Given problem:
Repeat each entry word for word. Leave any images out of the copy.
***** Entries provided *****
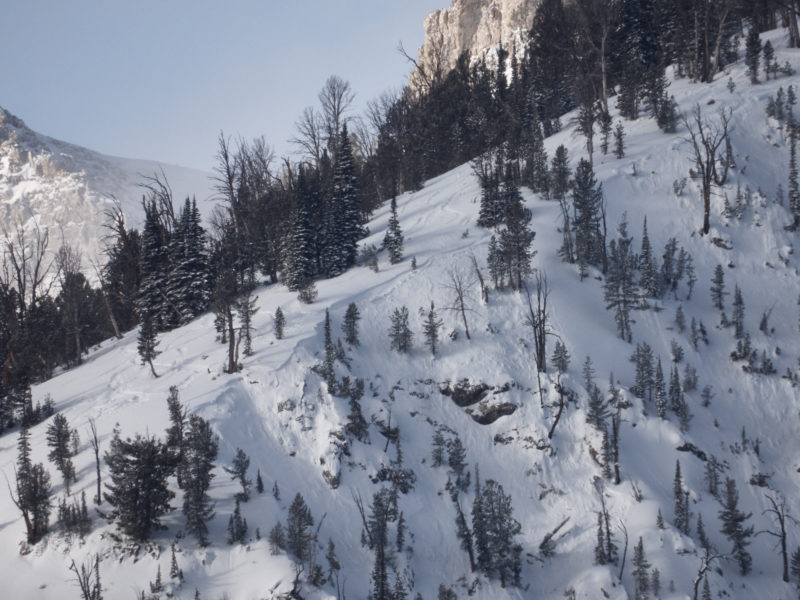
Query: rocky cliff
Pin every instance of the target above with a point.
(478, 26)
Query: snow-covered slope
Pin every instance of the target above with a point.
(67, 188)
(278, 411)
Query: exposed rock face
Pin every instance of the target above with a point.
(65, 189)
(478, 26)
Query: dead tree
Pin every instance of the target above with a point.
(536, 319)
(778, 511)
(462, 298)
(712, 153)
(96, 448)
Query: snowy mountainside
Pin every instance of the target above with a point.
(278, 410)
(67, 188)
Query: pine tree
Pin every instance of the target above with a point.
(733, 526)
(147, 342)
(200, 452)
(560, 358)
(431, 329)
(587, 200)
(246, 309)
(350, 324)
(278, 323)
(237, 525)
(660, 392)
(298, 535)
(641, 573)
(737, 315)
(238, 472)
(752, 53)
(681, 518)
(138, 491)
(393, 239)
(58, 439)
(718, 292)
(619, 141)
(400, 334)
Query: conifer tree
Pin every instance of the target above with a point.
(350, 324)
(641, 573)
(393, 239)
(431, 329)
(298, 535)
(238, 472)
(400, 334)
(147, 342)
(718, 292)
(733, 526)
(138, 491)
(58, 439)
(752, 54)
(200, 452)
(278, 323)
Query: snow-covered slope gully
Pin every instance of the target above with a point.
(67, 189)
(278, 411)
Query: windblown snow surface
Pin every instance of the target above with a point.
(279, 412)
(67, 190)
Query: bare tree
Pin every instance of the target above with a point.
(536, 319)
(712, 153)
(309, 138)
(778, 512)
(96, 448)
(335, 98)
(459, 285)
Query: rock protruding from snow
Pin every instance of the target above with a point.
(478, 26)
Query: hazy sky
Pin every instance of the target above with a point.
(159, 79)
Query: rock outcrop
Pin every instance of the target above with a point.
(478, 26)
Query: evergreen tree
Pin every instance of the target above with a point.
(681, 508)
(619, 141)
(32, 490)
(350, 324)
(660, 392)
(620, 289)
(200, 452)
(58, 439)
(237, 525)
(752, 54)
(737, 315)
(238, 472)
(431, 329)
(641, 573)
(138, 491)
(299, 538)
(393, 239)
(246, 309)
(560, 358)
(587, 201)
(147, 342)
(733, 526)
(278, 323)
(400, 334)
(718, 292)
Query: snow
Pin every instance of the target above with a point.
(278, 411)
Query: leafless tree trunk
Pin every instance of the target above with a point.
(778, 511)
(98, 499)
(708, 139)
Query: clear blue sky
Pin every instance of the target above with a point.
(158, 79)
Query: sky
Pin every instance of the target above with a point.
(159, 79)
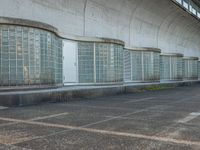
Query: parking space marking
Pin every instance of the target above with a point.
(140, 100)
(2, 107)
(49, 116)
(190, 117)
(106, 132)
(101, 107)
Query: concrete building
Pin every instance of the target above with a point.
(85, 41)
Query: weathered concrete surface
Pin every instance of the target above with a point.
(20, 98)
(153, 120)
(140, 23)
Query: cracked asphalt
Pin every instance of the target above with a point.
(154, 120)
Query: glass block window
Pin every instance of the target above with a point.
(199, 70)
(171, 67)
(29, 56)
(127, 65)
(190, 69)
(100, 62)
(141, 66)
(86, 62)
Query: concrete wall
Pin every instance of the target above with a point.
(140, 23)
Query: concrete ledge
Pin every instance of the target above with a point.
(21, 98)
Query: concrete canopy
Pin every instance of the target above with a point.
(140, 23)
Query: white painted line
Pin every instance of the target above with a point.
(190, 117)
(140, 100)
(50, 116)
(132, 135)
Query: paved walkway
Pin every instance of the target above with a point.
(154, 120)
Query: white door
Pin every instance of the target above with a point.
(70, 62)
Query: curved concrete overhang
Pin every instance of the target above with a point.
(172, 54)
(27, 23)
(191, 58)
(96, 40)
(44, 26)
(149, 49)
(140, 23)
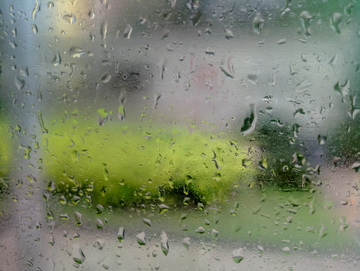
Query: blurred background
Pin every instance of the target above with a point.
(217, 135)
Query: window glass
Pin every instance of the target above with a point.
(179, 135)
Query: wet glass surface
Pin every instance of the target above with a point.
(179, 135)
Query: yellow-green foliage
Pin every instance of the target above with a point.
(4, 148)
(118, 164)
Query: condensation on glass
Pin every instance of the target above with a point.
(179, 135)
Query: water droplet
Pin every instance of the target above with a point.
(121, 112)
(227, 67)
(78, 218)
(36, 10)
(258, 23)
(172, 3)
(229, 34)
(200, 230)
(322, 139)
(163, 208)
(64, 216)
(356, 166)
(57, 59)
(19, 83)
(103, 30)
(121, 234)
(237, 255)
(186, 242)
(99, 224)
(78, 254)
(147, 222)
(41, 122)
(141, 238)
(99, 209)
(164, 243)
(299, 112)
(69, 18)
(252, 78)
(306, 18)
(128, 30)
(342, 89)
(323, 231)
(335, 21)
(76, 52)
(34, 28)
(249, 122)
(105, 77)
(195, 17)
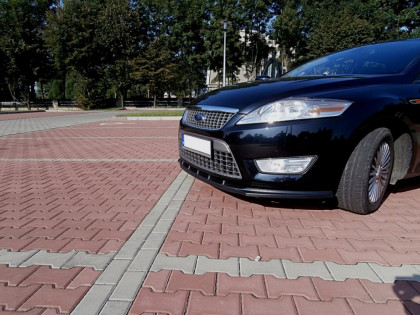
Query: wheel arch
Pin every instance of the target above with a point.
*****
Output below:
Query: rocky cliff
Pin every instance of the target above with a point.
(478, 26)
Query: snow-covered slope
Pin every instance of the target above with a point.
(67, 188)
(278, 411)
Query: exposed rock face
Pin every instance of the target above with a point.
(65, 189)
(478, 26)
Query: dead tree
Pin every instance of the target above with a point.
(536, 319)
(778, 511)
(462, 298)
(712, 153)
(96, 448)
Query: snowy mountainside
Pin every instance of the target above with a point.
(278, 410)
(67, 188)
Query: pine tree
Pin every instance of the target above with a point.
(733, 526)
(147, 342)
(200, 452)
(560, 358)
(431, 329)
(587, 200)
(246, 309)
(350, 324)
(278, 323)
(237, 525)
(660, 392)
(298, 535)
(641, 573)
(737, 315)
(238, 472)
(752, 53)
(681, 518)
(138, 491)
(393, 239)
(58, 439)
(718, 292)
(619, 141)
(400, 334)
Query: conifer tree
Pin every instance of the target above with a point.
(350, 324)
(641, 573)
(393, 239)
(431, 329)
(298, 535)
(238, 472)
(400, 334)
(147, 342)
(718, 292)
(733, 526)
(138, 491)
(58, 439)
(752, 54)
(200, 452)
(278, 323)
Query: snow-covered slope gully
Pin every instance of the target above with a point.
(67, 189)
(278, 411)
Query: windblown snow surface
Pin every instance of the target above with a point.
(279, 412)
(67, 190)
Query: bare tree
Pin every instance of the target above with a point.
(536, 319)
(712, 153)
(309, 138)
(778, 512)
(96, 448)
(335, 98)
(459, 285)
Query: rock protruding from snow
Pin every instance of the target above with a point.
(478, 26)
Query: hazy sky
Pin every instance of the target above with a point.
(159, 79)
Query: rock outcrop
Pin every instance of the target above with a point.
(478, 26)
Query: evergreen tree
Pin every instance of the target above with a point.
(681, 508)
(619, 141)
(32, 490)
(350, 324)
(660, 392)
(620, 289)
(200, 452)
(58, 439)
(237, 525)
(752, 54)
(737, 315)
(238, 472)
(431, 329)
(641, 573)
(138, 491)
(299, 538)
(393, 239)
(246, 309)
(560, 358)
(587, 201)
(147, 342)
(733, 526)
(278, 323)
(400, 334)
(718, 292)
Query: snow
Pin every instance of the target above with a point.
(278, 411)
Query: leafless tree trunk
Pin every instance of the target above with a point.
(778, 511)
(98, 499)
(708, 139)
Query: clear blue sky
Pin every instance of the target above with a point.
(158, 79)
Query: sky
Pin every instance of the target above with a point.
(159, 79)
Query: parking space marking
Pin every instance of the target above with a point.
(140, 100)
(2, 107)
(49, 116)
(190, 117)
(106, 132)
(101, 107)
Query: concrete building
Pin every instance of the target above with a point.
(85, 41)
Query: weathered concrete surface
Pin every instance of the target above with a point.
(20, 98)
(153, 120)
(140, 23)
Query: cracked asphalt
Pin every instance of the target above with a point.
(154, 120)
Query: glass block window
Pin every instance of the target above with a point.
(199, 70)
(171, 67)
(29, 56)
(127, 65)
(190, 69)
(100, 62)
(141, 66)
(86, 62)
Query: concrete wall
Pin every instance of the target above with a point.
(140, 23)
Query: concrete ledge
Pin every instance of the target above with a point.
(21, 98)
Query: concrete canopy
Pin every instance of the target above with a point.
(140, 23)
Query: white painted line
Pin every instance of the target above with a point.
(190, 117)
(140, 100)
(50, 116)
(132, 135)
Query: paved walkway
Pin every instance of the target above with a point.
(154, 120)
Query: white door
Pin every instance of the target above with a point.
(70, 62)
Query: curved concrete overhang
Pin every instance of the target above with a point.
(172, 54)
(27, 23)
(191, 58)
(96, 40)
(44, 26)
(149, 49)
(140, 23)
Query: blurred background
Pin every instance of the target above with a point.
(217, 135)
Query: window glass
Pin every instance of the target above with a point.
(179, 135)
Query: wet glass surface
Pin every instance of the target above with a point.
(179, 135)
Query: yellow-green foliage
Pin every instance of the target above with a point.
(4, 148)
(118, 164)
Query: condensation on glass
Pin every instance of the target above with a point.
(179, 135)
Query: water droplet
Pin every instance of the target above with a point.
(121, 112)
(227, 67)
(78, 218)
(36, 10)
(258, 23)
(172, 3)
(229, 34)
(200, 230)
(322, 139)
(163, 208)
(64, 216)
(356, 166)
(57, 59)
(19, 83)
(103, 30)
(121, 234)
(237, 255)
(186, 242)
(99, 224)
(78, 254)
(147, 222)
(41, 122)
(141, 238)
(99, 209)
(164, 243)
(299, 112)
(69, 18)
(252, 78)
(306, 18)
(128, 30)
(342, 89)
(323, 231)
(335, 21)
(76, 52)
(34, 28)
(249, 122)
(105, 77)
(195, 17)
Query: wheel arch
Pin every instance of the target above with a point.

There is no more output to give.